Exercise requirements => Write the next part of the forum thread about slow write performance on a TrueNAS storage setup, starting right after its final line.

Text block =>
Run status group 0 (all jobs):
WRITE: bw=929KiB/s (951kB/s), 929KiB/s-929KiB/s (951kB/s-951kB/s), io=11.1MiB (11.7MB), run=12290-12290msec


And again atrocious values. 230 IOPS, 1MB/s throughput.

I am very sure this is due to some misconfiguration on my part but being the noob I am I have trouble seeing it.

Here are the pools. newstorage is the spindles containing, ignoring my test zvol, only filesystems. virtualmachines, as the name sugests, is the NVMe pool for ESXi:

pool: newstorage
state: ONLINE
scan: scrub repaired 0B in 05:03:45 with 0 errors on Sun Jan 28 05:03:45 2024
config:

NAME STATE READ WRITE CKSUM
newstorage ONLINE 0 0 0
raidz1-0 ONLINE 0 0 0
da1 ONLINE 0 0 0
da3 ONLINE 0 0 0
da5 ONLINE 0 0 0
da7 ONLINE 0 0 0
da9 ONLINE 0 0 0
da12 ONLINE 0 0 0
raidz1-1 ONLINE 0 0 0
da2 ONLINE 0 0 0
da4 ONLINE 0 0 0
da6 ONLINE 0 0 0
da8 ONLINE 0 0 0
da10 ONLINE 0 0 0
da13 ONLINE 0 0 0
spares
da14 AVAIL
da11 AVAIL

errors: No known data errors

pool: virtualmachines
state: ONLINE
scan: scrub repaired 0B in 00:38:23 with 0 errors on Sun Feb 18 00:38:57 2024
config:

NAME STATE READ WRITE CKSUM
virtualmachines ONLINE 0 0 0
raidz1-0 ONLINE 0 0 0
gptid/4665d5bf-4a44-11ed-9615-002590f39cea ONLINE 0 0 0
gptid/4668c633-4a44-11ed-9615-002590f39cea ONLINE 0 0 0
gptid/466c8862-4a44-11ed-9615-002590f39cea ONLINE 0 0 0


My understanding is that a ZIL makes sense on slower disks only. Under the assumptin that the NVMe should be plenty fast, I left it out. L2ARC should be a read cache and have no impact on my issues, right?

The gumsticks behind the NVMe are Crucial P2. Certainly nothing too elaborate, but I would still expect more than 300 IOPS.

TrueNAS is running as a VM on ESXI, the Host's HBA and the NVMes being pcipassthroughed to it. It's a poor man's hyperconverged setup. The VM has 8 cores and 12GB ram. Is it possible that I am RAM constrained due to dedup?

Any other ideas what I could have a look at here?
 

chuck32

Guru
Joined
Jan 14, 2023
Messages
623
Just to get you started, please list all your hardware in detail please and use CODE tags.

My understanding is that a ZIL makes sense on slower disks only.
ZIL is by default present on a pool, you mean L2ARC SLOG.

TrueNAS is running as a VM on ESXI, the Host's HBA and the NVMes being pcipassthroughed to it.
Are the nvmes individually passed through? Guide on virtualization

I don't have a resource at hand, but don't use dedup. When fast dedup is available you may rethink that, as of now stay clear of it. It's ressource intensinve and will hurt performance.
 
Last edited:

Etorix

Wizard
Joined
Dec 30, 2020
Messages
2,134
Is it possible that I am RAM constrained due to dedup?

Supplied entries =>
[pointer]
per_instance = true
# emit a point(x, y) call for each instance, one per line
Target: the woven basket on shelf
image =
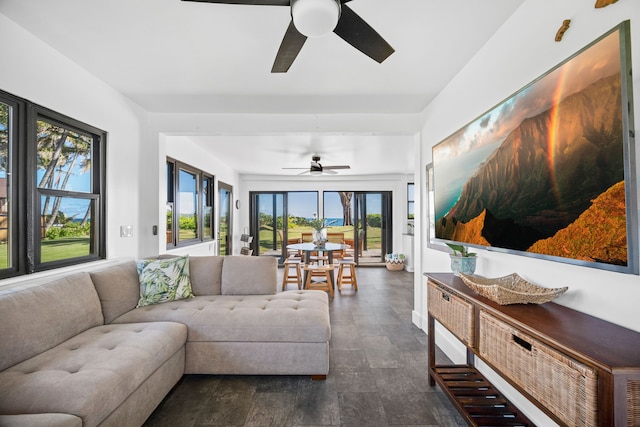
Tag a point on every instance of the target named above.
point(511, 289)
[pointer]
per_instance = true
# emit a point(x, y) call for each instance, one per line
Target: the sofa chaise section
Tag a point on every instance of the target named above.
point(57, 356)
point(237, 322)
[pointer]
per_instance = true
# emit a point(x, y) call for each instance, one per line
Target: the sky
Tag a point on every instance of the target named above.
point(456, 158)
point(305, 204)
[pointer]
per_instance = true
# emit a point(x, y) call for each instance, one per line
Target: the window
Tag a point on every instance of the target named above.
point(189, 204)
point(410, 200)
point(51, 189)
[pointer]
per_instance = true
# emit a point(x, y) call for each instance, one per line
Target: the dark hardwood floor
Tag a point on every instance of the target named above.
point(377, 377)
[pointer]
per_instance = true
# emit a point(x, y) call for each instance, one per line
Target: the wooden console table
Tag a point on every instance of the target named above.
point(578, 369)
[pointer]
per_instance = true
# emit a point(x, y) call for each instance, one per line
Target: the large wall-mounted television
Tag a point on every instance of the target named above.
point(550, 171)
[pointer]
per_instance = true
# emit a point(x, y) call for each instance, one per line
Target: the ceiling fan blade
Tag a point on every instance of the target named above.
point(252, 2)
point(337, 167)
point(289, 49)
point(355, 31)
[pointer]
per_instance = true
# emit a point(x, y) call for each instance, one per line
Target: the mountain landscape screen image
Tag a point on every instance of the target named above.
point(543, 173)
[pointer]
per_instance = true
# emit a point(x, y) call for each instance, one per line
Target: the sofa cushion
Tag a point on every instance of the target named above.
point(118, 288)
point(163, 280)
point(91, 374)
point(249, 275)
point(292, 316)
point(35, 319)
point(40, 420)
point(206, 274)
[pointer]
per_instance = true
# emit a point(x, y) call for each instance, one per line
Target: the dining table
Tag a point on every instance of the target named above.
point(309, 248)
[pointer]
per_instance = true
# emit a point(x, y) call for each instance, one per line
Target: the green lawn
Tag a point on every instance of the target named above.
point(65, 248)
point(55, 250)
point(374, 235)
--
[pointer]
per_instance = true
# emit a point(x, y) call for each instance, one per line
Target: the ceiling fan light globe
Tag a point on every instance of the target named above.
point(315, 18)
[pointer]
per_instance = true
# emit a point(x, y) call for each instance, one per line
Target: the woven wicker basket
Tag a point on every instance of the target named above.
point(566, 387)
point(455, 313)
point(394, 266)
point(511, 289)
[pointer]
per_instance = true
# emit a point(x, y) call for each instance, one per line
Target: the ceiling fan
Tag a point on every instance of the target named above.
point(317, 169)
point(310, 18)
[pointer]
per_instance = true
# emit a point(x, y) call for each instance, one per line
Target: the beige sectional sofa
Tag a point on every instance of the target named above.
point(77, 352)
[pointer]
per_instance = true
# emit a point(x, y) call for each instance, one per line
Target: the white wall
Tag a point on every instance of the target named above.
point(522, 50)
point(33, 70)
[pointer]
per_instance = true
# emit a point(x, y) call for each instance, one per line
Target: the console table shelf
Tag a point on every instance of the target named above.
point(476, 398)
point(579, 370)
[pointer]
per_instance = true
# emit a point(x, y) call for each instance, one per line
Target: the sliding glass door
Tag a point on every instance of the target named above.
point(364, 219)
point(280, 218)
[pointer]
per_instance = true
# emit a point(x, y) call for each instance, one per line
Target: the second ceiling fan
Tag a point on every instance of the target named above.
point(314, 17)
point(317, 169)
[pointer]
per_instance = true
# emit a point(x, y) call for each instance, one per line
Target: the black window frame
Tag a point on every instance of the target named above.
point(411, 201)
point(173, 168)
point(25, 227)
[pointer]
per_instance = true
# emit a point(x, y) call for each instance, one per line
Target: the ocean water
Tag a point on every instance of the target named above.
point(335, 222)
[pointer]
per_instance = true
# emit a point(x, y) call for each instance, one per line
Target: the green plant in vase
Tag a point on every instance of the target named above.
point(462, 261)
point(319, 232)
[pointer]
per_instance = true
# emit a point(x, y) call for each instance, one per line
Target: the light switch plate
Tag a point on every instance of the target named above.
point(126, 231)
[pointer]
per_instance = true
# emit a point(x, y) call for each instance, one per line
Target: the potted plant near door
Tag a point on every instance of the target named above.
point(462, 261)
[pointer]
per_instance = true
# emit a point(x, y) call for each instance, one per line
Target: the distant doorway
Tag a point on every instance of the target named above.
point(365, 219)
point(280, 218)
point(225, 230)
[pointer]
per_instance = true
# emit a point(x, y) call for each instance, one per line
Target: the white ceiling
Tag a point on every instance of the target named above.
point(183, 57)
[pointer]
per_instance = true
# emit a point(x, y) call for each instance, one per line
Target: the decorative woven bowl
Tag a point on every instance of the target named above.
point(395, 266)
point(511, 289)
* * *
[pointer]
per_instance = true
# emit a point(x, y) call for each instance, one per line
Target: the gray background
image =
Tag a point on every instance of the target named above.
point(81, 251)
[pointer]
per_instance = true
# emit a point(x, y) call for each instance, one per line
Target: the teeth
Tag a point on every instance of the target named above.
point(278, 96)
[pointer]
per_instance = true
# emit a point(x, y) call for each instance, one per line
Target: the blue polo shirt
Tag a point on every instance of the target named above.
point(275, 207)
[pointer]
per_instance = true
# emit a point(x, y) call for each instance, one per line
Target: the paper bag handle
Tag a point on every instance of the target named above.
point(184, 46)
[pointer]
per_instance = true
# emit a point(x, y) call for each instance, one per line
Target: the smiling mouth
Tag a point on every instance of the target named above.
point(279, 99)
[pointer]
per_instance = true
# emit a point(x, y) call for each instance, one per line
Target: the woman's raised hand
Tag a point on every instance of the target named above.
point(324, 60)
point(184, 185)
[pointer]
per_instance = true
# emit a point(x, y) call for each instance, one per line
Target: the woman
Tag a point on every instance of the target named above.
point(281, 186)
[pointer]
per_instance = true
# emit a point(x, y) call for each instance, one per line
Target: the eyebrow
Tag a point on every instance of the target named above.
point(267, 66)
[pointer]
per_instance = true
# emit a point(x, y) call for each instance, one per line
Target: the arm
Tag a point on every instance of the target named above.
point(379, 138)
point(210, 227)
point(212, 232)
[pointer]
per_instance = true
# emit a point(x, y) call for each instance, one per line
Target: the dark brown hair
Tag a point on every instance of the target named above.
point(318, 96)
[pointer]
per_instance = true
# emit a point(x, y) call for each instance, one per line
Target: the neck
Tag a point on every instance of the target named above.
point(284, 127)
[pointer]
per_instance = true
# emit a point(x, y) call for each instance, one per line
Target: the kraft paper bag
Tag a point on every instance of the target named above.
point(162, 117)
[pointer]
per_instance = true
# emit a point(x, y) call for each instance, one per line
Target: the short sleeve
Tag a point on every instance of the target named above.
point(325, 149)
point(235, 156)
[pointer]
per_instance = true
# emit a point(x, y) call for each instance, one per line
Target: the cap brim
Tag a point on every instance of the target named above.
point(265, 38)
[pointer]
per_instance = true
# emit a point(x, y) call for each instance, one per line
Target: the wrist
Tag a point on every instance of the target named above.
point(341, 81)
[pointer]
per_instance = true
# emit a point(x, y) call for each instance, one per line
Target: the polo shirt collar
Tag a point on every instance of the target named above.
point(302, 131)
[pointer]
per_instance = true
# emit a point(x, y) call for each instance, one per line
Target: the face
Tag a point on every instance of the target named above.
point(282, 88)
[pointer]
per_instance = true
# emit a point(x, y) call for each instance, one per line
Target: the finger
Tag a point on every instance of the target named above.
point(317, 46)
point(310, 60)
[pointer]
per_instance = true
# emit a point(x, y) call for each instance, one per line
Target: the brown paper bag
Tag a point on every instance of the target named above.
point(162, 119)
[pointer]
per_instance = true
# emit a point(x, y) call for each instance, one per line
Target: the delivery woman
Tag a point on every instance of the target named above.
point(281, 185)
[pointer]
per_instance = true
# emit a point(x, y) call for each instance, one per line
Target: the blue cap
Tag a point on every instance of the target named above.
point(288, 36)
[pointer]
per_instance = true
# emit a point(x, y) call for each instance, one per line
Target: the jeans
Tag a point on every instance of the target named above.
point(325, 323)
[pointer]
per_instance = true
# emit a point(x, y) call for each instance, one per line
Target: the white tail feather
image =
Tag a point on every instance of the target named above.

Exercise output =>
Not "possible": Certain!
Run zpool status -D.
You'll get a breakout of the DDT by size, indicating how much you're gaining (probably not enough to make it worth), and a line
dedup: DDT entries #########, size 1.47K on disk, 167B in core
Multiply the number of entries by "on disk" and you have the size of the DDT in the pool; multiply entries by "in core" and you have the size of what ZFS wants loaded in RAM at all time: If it doesn't fit, TrueNAS is swapping, on each and every operation—and here go your hopes of performance.

Recommended minmum RAM is 16 GB.
Recommended minimum RAM for 10G is 32 GB. (RAM is the write cache. 2 txg @ 10 Gb/s = 12.5 GB)
Recommended minimum RAM for dedup is 64 GB.
Minimum RAM for dedup AND 10G is going to be a lot more than 12 GB.
 

Marco3G

Dabbler
Joined
Mar 15, 2022
Messages
28
@chuck32 I have written ZIL because I meant ZIL. It may well be that I misunderstood what ZIL is but that is another matter. I am aware that there is always a ZIL but on spinning rust, the IO of ZIL will, as far as I understood it, contend with the actual writes of userdata.
Therefore you could move ZIL to an SSD to enhance responsiveness.
ARC is a read cache, as far as I remember and the L2, as the name suggests, can be put on SSD as well but since I have trouble with write performance, I think ARC has no impact on my issue.

The NVMe are on a bifurcated PCIe card and are passed through individually.

I think the dedup may be the culprit here. Unrelated to this issue, I have ordered another stick to fill the PCIe card and give me more storage. I understand I will have to recreate the pool anyway so I will build the new pool without dedup and lz4 compression.
 

Etorix

Wizard
Joined
Dec 30, 2020
Messages
2,134
LZ4 is harmless, even if your data does not compress.
Remove dedup, and forget about SLOG (dedicated hardware ZIL): If you seek write performance, set sync=never.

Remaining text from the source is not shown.